(Beginning of Exercise inputs)

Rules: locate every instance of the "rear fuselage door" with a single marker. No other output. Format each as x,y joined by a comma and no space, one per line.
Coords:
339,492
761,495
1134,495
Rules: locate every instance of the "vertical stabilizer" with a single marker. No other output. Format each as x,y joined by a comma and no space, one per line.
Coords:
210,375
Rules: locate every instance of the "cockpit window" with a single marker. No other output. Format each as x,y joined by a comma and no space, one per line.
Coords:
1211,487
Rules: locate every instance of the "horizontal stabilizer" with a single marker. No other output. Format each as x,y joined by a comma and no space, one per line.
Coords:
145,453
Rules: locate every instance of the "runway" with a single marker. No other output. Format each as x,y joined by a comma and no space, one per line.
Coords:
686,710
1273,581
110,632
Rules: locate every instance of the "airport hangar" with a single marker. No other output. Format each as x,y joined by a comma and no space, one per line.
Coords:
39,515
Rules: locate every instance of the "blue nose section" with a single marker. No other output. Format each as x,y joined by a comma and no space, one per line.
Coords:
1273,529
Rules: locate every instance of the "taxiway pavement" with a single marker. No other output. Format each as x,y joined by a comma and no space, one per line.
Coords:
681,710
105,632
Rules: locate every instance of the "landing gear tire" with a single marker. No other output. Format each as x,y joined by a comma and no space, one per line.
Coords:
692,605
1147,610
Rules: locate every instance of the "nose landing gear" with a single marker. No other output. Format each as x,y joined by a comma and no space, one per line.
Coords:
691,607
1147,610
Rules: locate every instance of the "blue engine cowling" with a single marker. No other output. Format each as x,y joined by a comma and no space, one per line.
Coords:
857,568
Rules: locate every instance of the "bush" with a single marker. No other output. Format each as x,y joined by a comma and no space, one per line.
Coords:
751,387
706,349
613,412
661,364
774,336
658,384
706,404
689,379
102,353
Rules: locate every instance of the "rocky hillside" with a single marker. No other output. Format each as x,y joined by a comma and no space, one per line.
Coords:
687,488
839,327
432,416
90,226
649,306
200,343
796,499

(End of Exercise inputs)

• _What needs to be done_: Using the records above, report each line that contains the word "gear" by copying it.

• _Answer area_:
Rules: locate every instance of the "landing gear tire" with a single marker. No other output. Format each as x,y joined by a comma and no space, one per line.
Rules: locate every instance of the "nose landing gear" with a single marker. No other output. Format each as x,y joined by a comma and no space, one per line.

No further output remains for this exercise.